- _THE TASK_:
This exercise calls for an exact copy of the listing, with no pictures kept.

- _MATERIAL PROVIDED_:
-=-=-

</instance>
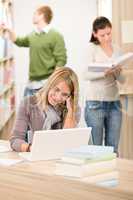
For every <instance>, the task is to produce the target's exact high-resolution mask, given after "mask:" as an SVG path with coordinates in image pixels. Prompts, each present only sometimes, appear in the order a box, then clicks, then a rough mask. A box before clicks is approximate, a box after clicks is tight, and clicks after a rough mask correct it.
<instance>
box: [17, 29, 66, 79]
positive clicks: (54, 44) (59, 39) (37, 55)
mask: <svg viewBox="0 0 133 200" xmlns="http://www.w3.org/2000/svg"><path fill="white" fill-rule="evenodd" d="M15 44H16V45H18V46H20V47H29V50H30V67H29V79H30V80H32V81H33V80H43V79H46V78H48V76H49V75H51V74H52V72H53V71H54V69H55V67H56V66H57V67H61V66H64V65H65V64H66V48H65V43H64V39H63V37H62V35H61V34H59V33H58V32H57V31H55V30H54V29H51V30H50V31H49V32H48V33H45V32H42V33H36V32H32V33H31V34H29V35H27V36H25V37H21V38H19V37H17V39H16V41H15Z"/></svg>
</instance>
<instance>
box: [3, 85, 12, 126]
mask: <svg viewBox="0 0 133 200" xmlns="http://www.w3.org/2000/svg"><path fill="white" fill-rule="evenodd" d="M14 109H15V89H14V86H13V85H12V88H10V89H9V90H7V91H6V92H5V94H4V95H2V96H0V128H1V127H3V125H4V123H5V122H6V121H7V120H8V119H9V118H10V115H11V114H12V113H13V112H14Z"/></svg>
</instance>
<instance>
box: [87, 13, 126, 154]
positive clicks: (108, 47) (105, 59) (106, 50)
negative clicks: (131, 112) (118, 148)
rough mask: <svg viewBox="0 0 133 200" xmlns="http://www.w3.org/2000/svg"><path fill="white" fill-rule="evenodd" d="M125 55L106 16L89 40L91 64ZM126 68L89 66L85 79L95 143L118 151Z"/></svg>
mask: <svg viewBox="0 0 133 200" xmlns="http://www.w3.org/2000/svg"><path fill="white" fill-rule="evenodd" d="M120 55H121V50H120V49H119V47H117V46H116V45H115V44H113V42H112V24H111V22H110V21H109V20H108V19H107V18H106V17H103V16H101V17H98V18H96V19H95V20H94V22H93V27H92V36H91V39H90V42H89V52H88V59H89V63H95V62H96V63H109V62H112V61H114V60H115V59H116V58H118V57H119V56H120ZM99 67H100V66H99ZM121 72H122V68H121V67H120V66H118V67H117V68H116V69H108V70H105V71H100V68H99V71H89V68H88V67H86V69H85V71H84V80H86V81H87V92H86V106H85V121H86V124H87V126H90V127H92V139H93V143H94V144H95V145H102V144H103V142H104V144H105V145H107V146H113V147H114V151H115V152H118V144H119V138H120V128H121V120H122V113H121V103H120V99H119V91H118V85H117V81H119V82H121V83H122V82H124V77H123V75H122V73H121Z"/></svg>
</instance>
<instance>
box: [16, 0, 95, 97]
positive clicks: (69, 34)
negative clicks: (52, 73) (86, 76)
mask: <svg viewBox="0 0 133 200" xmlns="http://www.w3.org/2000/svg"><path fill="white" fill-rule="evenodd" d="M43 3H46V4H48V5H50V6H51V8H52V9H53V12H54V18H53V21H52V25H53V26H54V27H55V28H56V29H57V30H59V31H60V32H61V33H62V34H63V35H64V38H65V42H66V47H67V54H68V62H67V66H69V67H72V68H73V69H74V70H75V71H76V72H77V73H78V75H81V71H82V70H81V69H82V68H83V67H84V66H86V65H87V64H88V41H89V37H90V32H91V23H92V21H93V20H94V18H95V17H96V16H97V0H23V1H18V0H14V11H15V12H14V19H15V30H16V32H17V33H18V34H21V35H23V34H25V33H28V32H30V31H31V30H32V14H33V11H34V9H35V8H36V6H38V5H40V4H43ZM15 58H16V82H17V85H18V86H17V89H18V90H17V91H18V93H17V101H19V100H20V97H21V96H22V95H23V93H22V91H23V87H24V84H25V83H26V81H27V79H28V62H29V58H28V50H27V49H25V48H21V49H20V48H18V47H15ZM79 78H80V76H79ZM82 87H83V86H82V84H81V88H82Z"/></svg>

-=-=-

- _RESPONSE_:
</instance>
For every <instance>, the task is to produce the target's exact high-resolution mask, given after "mask:" as an SVG path with coordinates in image pixels. Prompts, each present only sometimes, appear in the order a box, then clicks, then a rough mask. A box before clicks is approximate, a box after clicks is tight, and clicks after a rough mask correct it.
<instance>
box: [17, 29, 66, 79]
positive clicks: (54, 44) (59, 39) (37, 55)
mask: <svg viewBox="0 0 133 200" xmlns="http://www.w3.org/2000/svg"><path fill="white" fill-rule="evenodd" d="M15 44H16V45H18V46H20V47H29V50H30V67H29V79H30V80H32V81H33V80H43V79H46V78H48V76H49V75H51V74H52V72H53V71H54V69H55V67H56V66H57V67H61V66H64V65H65V64H66V48H65V43H64V39H63V37H62V35H61V34H59V33H58V32H57V31H55V30H54V29H51V30H50V31H49V32H48V33H45V32H42V33H36V32H32V33H31V34H29V35H27V36H25V37H21V38H19V37H17V39H16V41H15Z"/></svg>
</instance>
<instance>
box: [3, 85, 12, 126]
mask: <svg viewBox="0 0 133 200" xmlns="http://www.w3.org/2000/svg"><path fill="white" fill-rule="evenodd" d="M14 109H15V89H14V86H13V85H12V88H10V89H9V90H7V91H6V92H5V94H4V95H2V96H0V128H1V127H3V125H4V123H5V122H6V121H7V120H8V119H9V118H10V115H11V114H12V113H13V112H14Z"/></svg>
</instance>
<instance>
box: [87, 13, 126, 154]
positive clicks: (108, 47) (105, 59) (106, 50)
negative clicks: (131, 112) (118, 148)
rough mask: <svg viewBox="0 0 133 200" xmlns="http://www.w3.org/2000/svg"><path fill="white" fill-rule="evenodd" d="M125 55L106 16L89 40L91 64ZM126 68L89 66L85 79L95 143L118 151Z"/></svg>
mask: <svg viewBox="0 0 133 200" xmlns="http://www.w3.org/2000/svg"><path fill="white" fill-rule="evenodd" d="M120 55H121V50H120V49H119V47H117V46H116V45H115V44H113V42H112V24H111V22H110V21H109V20H108V19H107V18H106V17H103V16H101V17H98V18H96V19H95V20H94V22H93V27H92V36H91V39H90V42H89V52H88V59H89V63H95V62H96V63H109V62H112V61H114V60H115V59H116V58H118V57H119V56H120ZM99 67H100V66H99ZM121 72H122V68H121V67H120V66H118V67H117V68H116V69H108V70H105V71H100V68H99V71H89V68H88V67H86V69H85V71H84V80H86V81H87V92H86V106H85V121H86V124H87V126H90V127H92V139H93V143H94V144H95V145H102V144H103V142H104V144H105V145H107V146H113V147H114V151H115V152H118V144H119V138H120V128H121V120H122V113H121V103H120V99H119V91H118V85H117V81H119V82H121V83H122V82H124V77H123V75H122V73H121Z"/></svg>
</instance>
<instance>
box: [16, 0, 95, 97]
positive clicks: (69, 34)
negative clicks: (52, 73) (86, 76)
mask: <svg viewBox="0 0 133 200" xmlns="http://www.w3.org/2000/svg"><path fill="white" fill-rule="evenodd" d="M43 3H46V4H48V5H50V6H51V8H52V9H53V12H54V18H53V21H52V25H53V26H54V27H55V28H56V29H57V30H59V31H60V32H61V33H62V34H63V35H64V38H65V42H66V47H67V54H68V62H67V66H69V67H72V68H73V69H74V70H75V71H76V72H77V73H78V75H81V71H82V70H81V69H82V68H83V67H84V66H86V65H87V64H88V41H89V37H90V32H91V23H92V21H93V20H94V18H95V17H96V16H97V0H23V1H18V0H14V11H15V12H14V19H15V30H16V32H17V33H18V34H21V35H23V34H25V33H28V32H30V31H31V30H32V14H33V11H34V9H35V8H36V6H38V5H40V4H43ZM15 58H16V82H17V85H18V86H17V89H18V90H17V91H18V93H17V101H19V100H20V97H21V96H22V95H23V93H22V91H23V87H24V84H25V83H26V81H27V79H28V62H29V58H28V50H27V49H25V48H21V49H20V48H18V47H15ZM79 78H80V76H79ZM82 87H83V86H82V84H81V88H82Z"/></svg>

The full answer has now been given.